Reproduce exactly the line in which "Please provide the mask of every instance of the sequined" occurs and all the lines after it, ending with the last line.
-- START --
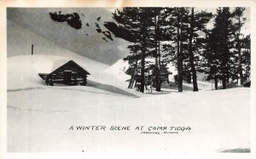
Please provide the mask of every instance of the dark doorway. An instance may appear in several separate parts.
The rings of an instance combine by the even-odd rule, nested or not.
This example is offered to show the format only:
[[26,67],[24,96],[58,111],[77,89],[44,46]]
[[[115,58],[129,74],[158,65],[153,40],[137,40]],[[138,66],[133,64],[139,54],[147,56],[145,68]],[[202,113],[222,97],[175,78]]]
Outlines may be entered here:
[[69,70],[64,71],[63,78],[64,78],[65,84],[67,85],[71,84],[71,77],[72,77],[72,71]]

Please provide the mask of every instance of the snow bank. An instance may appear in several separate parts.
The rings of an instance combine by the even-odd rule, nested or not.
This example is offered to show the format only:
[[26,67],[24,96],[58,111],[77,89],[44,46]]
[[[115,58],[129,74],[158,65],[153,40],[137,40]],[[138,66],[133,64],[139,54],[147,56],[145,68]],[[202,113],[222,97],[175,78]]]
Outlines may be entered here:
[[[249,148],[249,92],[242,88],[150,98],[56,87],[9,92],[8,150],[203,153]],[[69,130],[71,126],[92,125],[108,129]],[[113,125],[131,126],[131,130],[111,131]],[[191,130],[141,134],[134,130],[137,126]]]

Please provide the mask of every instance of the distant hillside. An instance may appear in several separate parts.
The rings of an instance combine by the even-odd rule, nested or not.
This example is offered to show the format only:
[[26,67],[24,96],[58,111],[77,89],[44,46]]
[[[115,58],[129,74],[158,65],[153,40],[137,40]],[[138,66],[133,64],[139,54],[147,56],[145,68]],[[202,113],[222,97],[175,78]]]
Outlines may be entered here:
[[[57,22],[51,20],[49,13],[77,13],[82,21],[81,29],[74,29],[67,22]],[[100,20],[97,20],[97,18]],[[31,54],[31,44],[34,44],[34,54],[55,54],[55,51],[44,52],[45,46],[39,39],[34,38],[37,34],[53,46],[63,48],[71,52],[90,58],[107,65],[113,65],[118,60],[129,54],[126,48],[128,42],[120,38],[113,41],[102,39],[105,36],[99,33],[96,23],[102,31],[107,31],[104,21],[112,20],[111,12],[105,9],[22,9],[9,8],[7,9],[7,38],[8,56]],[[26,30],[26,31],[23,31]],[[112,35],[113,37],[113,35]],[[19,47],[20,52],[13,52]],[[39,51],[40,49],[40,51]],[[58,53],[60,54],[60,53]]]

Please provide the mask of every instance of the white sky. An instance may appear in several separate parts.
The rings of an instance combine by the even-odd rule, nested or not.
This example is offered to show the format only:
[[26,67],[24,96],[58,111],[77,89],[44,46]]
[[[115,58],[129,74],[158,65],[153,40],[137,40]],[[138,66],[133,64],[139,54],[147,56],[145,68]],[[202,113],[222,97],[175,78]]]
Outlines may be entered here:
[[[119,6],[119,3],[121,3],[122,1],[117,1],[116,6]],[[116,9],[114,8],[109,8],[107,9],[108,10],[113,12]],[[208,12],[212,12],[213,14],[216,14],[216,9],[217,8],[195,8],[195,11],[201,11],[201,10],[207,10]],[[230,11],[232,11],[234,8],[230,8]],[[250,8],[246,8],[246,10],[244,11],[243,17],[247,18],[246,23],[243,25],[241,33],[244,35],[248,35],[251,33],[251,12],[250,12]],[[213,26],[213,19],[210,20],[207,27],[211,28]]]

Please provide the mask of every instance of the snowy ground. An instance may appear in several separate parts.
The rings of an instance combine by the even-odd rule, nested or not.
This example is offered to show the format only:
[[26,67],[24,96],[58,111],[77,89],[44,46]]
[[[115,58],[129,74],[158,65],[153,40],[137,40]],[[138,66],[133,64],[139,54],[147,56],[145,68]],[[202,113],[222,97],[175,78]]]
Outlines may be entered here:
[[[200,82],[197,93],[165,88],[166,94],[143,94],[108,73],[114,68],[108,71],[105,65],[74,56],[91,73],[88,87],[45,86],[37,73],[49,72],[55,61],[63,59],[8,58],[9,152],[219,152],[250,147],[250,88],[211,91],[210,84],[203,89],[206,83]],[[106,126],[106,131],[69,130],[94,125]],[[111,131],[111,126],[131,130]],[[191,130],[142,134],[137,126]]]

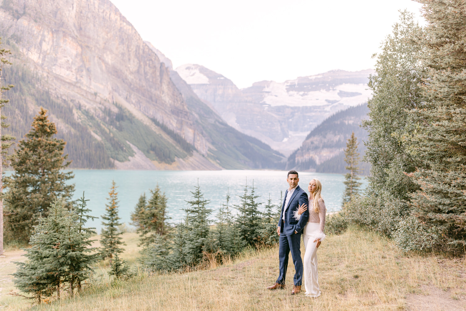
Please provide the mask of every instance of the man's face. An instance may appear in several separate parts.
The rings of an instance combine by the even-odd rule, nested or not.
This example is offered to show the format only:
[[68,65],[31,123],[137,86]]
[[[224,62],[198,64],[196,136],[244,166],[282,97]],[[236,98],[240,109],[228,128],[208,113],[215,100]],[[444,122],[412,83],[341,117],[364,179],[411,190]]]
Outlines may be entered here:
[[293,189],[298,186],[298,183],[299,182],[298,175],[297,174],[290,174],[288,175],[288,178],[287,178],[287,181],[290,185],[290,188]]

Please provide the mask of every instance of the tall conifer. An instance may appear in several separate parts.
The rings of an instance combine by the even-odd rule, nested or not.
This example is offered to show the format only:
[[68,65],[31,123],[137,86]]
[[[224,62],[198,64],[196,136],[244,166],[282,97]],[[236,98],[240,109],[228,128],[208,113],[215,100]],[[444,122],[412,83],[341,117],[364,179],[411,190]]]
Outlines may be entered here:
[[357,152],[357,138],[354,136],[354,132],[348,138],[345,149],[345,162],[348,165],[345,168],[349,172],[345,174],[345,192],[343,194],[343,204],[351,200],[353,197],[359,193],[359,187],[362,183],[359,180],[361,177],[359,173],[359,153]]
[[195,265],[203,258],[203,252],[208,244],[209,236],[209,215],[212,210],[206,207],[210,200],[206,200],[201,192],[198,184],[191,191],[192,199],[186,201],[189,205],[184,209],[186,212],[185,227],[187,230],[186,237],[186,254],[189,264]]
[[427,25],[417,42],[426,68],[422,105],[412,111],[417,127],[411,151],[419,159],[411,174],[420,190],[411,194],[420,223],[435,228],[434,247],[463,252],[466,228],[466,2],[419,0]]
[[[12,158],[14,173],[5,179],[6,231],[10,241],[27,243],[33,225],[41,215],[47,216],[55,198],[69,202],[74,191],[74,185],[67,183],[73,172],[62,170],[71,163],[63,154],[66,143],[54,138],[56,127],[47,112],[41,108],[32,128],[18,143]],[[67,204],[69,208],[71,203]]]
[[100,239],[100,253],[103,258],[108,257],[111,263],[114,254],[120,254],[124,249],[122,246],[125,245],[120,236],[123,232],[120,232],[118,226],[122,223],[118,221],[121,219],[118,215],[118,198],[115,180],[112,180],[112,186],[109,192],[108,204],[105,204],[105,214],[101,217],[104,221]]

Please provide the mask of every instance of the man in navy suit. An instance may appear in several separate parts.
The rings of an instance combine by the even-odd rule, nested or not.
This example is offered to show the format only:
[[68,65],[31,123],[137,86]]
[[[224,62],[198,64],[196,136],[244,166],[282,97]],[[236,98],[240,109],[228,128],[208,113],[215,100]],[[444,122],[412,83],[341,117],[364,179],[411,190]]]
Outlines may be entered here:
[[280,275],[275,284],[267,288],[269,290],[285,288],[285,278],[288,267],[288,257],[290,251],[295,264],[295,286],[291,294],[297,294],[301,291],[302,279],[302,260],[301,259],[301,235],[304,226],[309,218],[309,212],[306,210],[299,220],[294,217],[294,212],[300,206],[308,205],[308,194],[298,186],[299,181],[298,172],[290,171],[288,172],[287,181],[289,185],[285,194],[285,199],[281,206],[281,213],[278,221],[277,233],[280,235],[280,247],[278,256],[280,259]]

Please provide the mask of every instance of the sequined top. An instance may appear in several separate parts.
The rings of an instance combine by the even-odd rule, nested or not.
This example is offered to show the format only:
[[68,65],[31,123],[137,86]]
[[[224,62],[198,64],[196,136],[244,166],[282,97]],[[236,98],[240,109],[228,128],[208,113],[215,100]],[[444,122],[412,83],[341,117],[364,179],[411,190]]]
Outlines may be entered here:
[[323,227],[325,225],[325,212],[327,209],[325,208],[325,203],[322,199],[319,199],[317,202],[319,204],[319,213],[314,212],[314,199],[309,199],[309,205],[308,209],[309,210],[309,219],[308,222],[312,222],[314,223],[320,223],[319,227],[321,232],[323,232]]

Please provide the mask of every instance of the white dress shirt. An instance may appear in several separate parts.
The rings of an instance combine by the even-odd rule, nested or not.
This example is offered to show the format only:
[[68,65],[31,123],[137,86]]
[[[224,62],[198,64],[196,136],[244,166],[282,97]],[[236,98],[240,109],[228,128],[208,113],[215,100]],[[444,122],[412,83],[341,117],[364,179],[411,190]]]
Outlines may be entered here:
-- END --
Solution>
Please provide the mask of every instance of the sequined top. An instance may appear in several separate parts.
The rings of an instance combine by the even-odd rule, nested or not.
This example is offered to show the format only:
[[68,65],[31,123],[137,86]]
[[[224,62],[198,64],[196,136],[244,166],[282,97]],[[236,98],[240,109],[228,128],[208,113],[215,100]],[[444,122],[412,83],[341,117],[364,179],[411,190]]]
Outlines may be entered here:
[[323,227],[325,225],[325,212],[327,209],[325,208],[325,203],[322,199],[319,199],[317,202],[319,204],[319,213],[314,212],[314,199],[309,199],[309,205],[308,209],[309,210],[309,219],[308,222],[312,222],[314,223],[320,223],[319,227],[321,232],[323,232]]

Please provide the mask of every instance of the white dress shirt. An instance may appear in several separate parts.
The rings of an instance combine by the even-odd rule, nested or not.
This example is offered to show the format only:
[[68,65],[31,123],[137,86]]
[[[224,62],[198,64],[196,136],[244,166],[282,97]],[[236,98],[240,109],[228,128],[208,113],[215,100]],[[444,122],[412,83],[341,117],[364,179],[411,190]]]
Outlines may be entered here:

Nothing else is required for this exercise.